Please render the lines below as a numbered list, omitting any blank lines.
........
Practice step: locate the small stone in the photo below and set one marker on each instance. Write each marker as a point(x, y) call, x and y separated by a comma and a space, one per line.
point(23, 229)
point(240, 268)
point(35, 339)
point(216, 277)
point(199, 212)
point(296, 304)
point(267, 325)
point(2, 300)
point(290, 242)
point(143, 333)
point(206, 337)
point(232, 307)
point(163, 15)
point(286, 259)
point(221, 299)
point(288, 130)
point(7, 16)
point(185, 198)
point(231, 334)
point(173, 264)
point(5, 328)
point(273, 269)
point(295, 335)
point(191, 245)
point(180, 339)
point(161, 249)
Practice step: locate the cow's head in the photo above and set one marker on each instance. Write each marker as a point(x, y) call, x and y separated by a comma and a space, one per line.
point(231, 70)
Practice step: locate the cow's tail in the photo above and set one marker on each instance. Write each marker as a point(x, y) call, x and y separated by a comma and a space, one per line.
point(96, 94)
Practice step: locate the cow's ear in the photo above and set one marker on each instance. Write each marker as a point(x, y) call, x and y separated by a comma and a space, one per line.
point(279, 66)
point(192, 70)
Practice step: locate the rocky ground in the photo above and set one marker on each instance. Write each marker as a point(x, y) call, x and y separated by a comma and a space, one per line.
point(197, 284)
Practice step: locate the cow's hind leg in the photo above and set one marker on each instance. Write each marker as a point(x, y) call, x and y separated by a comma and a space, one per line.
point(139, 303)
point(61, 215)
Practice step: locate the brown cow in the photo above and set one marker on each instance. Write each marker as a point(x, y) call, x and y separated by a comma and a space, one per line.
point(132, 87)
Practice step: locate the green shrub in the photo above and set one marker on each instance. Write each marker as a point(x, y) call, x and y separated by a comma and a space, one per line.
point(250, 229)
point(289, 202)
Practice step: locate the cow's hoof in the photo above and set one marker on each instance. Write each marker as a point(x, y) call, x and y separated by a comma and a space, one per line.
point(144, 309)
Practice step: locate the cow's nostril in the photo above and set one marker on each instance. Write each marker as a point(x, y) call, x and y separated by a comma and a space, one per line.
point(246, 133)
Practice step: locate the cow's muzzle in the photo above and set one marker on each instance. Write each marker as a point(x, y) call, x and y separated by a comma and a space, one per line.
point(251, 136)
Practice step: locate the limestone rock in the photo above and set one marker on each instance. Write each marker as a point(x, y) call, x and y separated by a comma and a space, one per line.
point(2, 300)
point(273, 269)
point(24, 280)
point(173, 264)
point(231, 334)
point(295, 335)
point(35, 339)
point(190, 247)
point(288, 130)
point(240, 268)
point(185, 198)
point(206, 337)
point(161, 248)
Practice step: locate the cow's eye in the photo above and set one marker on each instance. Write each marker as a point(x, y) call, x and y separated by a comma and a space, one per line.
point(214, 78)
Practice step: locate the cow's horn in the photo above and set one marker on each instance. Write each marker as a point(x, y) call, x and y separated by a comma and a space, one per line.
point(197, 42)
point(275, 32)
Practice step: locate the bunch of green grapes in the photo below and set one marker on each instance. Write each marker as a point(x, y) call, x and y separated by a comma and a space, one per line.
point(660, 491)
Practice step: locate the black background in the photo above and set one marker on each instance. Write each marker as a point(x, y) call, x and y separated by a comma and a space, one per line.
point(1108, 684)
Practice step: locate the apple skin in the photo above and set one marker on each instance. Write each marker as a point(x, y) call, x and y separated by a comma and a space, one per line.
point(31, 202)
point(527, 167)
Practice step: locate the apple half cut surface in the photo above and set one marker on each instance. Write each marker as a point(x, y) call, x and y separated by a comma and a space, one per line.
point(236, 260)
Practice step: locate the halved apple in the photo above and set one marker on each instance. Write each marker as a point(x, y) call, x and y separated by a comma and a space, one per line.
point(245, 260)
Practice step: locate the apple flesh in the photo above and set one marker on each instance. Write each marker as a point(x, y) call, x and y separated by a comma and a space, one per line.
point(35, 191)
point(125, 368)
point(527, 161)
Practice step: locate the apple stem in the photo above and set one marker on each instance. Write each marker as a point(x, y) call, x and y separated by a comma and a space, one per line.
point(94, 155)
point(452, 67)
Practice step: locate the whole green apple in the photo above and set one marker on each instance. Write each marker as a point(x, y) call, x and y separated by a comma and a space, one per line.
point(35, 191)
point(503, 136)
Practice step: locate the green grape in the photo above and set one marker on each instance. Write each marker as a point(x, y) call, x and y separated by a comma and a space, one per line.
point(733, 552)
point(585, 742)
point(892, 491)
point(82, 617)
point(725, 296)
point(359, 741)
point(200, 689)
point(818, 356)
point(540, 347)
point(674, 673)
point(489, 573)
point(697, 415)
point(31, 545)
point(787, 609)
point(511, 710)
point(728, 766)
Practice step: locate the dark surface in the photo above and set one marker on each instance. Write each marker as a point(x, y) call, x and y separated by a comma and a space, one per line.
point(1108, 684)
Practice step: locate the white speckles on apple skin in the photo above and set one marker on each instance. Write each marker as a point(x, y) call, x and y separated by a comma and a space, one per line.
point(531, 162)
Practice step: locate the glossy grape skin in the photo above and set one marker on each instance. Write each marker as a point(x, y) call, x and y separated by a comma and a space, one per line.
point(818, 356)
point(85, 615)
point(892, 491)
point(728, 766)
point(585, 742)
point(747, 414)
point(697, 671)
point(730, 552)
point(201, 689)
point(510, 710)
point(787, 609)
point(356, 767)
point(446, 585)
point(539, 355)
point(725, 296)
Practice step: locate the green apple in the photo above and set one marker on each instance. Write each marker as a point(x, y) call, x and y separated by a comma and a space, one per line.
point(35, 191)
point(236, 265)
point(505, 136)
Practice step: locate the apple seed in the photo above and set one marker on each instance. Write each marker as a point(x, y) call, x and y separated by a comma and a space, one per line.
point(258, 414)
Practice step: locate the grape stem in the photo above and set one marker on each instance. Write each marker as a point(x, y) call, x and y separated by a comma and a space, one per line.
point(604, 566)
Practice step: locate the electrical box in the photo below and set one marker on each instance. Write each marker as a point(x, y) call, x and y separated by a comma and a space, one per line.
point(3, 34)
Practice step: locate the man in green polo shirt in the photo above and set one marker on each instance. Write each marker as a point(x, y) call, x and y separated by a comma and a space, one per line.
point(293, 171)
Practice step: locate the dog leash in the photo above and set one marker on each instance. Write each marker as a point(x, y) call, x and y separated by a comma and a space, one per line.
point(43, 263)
........
**Response**
1. Practice step: locate the small stone in the photo below and set one marker on each instance. Write each marker as a point(x, y) call, x and y separated by a comma and a space, one per line.
2. point(23, 229)
3. point(240, 268)
4. point(35, 339)
5. point(216, 277)
6. point(199, 212)
7. point(296, 304)
8. point(267, 325)
9. point(2, 300)
10. point(290, 242)
11. point(143, 333)
12. point(206, 337)
13. point(232, 307)
14. point(163, 15)
15. point(286, 259)
16. point(221, 299)
17. point(288, 130)
18. point(7, 16)
19. point(185, 198)
20. point(231, 334)
21. point(173, 264)
22. point(5, 328)
23. point(273, 269)
24. point(295, 335)
25. point(191, 245)
26. point(180, 339)
27. point(161, 249)
28. Practice step: locate the cow's head in the photo above and set one marker on each instance. Write each marker as a point(x, y) call, x and y separated by a comma and a space, one per line.
29. point(231, 70)
30. Practice step: locate the cow's tail in the photo above and set one marker on each instance. Write each marker as a point(x, y) call, x and y separated by a comma and a space, one per line.
31. point(96, 94)
32. Practice step: locate the cow's ear in the photo above and set one marker on each instance. Write each marker as a point(x, y) call, x and y separated by a comma and a space, one per line.
33. point(279, 66)
34. point(192, 70)
35. Practice step: locate the rocky ground in the photo above and set one marker on each instance. Write each marker as a point(x, y) call, x and y separated by a comma and a space, one per line.
36. point(197, 284)
37. Practice step: locate the cow's hind leg in the photo above and set one marker on each instance. Write each marker as a point(x, y) call, x and y separated by a comma and a space, one per line.
38. point(139, 303)
39. point(61, 215)
40. Practice step: locate the brown cow in the photo above and set one marker on each instance. Write each marker as a point(x, y) call, x and y separated by a comma and a space, one per line.
41. point(132, 87)
42. Practice step: locate the green shrub in the photo above and set one marker on each instance. Write each marker as a point(x, y) call, x and y separated by a comma and a space, one per line.
43. point(250, 229)
44. point(289, 202)
45. Practice step: locate the cow's hoof in the photo above and set one marker on each instance. Write each marker as a point(x, y) call, x and y separated by a comma and a space, one per line.
46. point(144, 309)
47. Practice step: locate the cow's nostril in the photo above and set one marker on each instance. Write each marker as a point(x, y) call, x and y separated by a comma and a space, one per line.
48. point(246, 133)
49. Practice step: locate the cow's muzzle in the photo above and set one marker on each instance. Write each marker as a point(x, y) call, x and y separated by a comma and a space, one per line.
50. point(251, 136)
51. Practice step: locate the limestone rock in the photo above and set one marker on each instance. Write each marker as a point(x, y) call, x and y separated by a comma and a space, one per line.
52. point(2, 300)
53. point(273, 269)
54. point(24, 280)
55. point(173, 264)
56. point(231, 334)
57. point(295, 335)
58. point(35, 339)
59. point(190, 247)
60. point(288, 130)
61. point(240, 268)
62. point(185, 198)
63. point(206, 337)
64. point(161, 248)
65. Practice step: locate the cow's eye in the photo above and set one marker on each instance. Write each marker as a point(x, y) call, x and y separated by a comma and a space, one per line.
66. point(214, 78)
67. Practice step: locate the cow's horn in the photo above and set one marker on each instance. Write each marker as a point(x, y) call, x and y separated by a comma and a space, one per line.
68. point(197, 42)
69. point(275, 32)
70. Practice step: locate the bunch of green grapes in the photo below and set one marker on each instance. Write each marker as a point(x, y) call, x and y separated by a comma and a space, one per line.
71. point(660, 491)
72. Practice step: locate the black background in the photo above and set one marker on each instance. Write each marker as a point(x, y) call, x and y separated by a comma and a space, one per line.
73. point(1108, 684)
74. Practice step: locate the apple skin in the photo above and set one marker on each instance. Write each marker as a point(x, y) call, x and y separated by a comma and a space, one per line.
75. point(31, 202)
76. point(527, 167)
77. Practice step: locate the apple half cut surface in the photo above and set one marker on each instance. Write each marker as a point(x, y) call, x and y separated by a comma and a space, one per line.
78. point(236, 260)
79. Practice step: locate the halved apple in the photo above and set one marker on each instance. Write each marker as a point(x, y) call, x and y separated by a comma and a space, one per line.
80. point(245, 260)
81. Practice step: locate the apple flesh in the photo above and set one marker on each instance. Write each marker as a point(x, y) call, x and y separated by a comma and a space, one per line.
82. point(35, 191)
83. point(125, 368)
84. point(527, 161)
85. Practice step: locate the apple stem in the photo above and set one marker on each instance. Write each marker as a point(x, y) call, x and y separated by a comma and a space, one per line.
86. point(94, 155)
87. point(452, 67)
88. Practice step: locate the whole green apple in the photo above and set one marker on each instance. Write each marker as a point(x, y) call, x and y separated by a comma and a space, one per line.
89. point(35, 191)
90. point(503, 136)
91. Practice step: locate the green grape in the photo above and set one marker on each instance. Write each marker as a point(x, y) call, x and y separated by a comma and a space, one per line.
92. point(733, 552)
93. point(585, 742)
94. point(892, 491)
95. point(82, 617)
96. point(725, 296)
97. point(359, 741)
98. point(200, 689)
99. point(818, 356)
100. point(540, 347)
101. point(674, 673)
102. point(489, 573)
103. point(697, 415)
104. point(31, 545)
105. point(787, 609)
106. point(511, 710)
107. point(728, 766)
108. Practice step: locate the dark surface in the photo above and set one marker on each instance. Write each marker as a point(x, y) call, x and y separated by a comma and a space, one per line.
109. point(1108, 684)
110. Practice step: locate the white speckles on apple skin in the photo above and set one marker on each instance. Write each marker as a point(x, y) call, x and y separated by a comma and a space, one per line.
111. point(531, 162)
112. Practice step: locate the glossy grape skin in the photo above and set one marker on each instance. Write each marker as a point(x, y) call, x and y separated by a comma and a space, one per line.
113. point(818, 356)
114. point(85, 615)
115. point(892, 491)
116. point(728, 766)
117. point(585, 742)
118. point(747, 414)
119. point(697, 671)
120. point(730, 552)
121. point(201, 689)
122. point(510, 710)
123. point(787, 609)
124. point(356, 767)
125. point(446, 585)
126. point(539, 355)
127. point(725, 296)
128. Practice step: locate the green apple in the photo above and set one marker on each instance. Write each marker as a point(x, y) call, x and y separated by a comma and a space, one per line.
129. point(35, 191)
130. point(236, 265)
131. point(505, 136)
132. Practice step: locate the apple seed in the photo above and set one marker on each instance. Write each marker as a point(x, y) call, x and y separated by a comma and a space, one per line.
133. point(258, 414)
134. Practice step: locate the grape stem in the photo above and set one marker on each instance. Write each marker as a point(x, y) call, x and y separated by a comma and a space, one per line.
135. point(604, 566)
136. Practice step: locate the electrical box in the photo below and set one marker on each instance. Write each marker as a point(x, y) call, x and y separated by a comma and a space, one per line.
137. point(3, 34)
138. Practice step: locate the man in green polo shirt in the photo above and set one marker on each instance. Write each marker as a point(x, y) call, x and y separated by a comma and a space, one per line.
139. point(293, 171)
140. Practice step: locate the dog leash in the photo above and set one marker on each instance. Write each marker as a point(x, y) call, x and y separated by a comma and a space, one per line.
141. point(43, 263)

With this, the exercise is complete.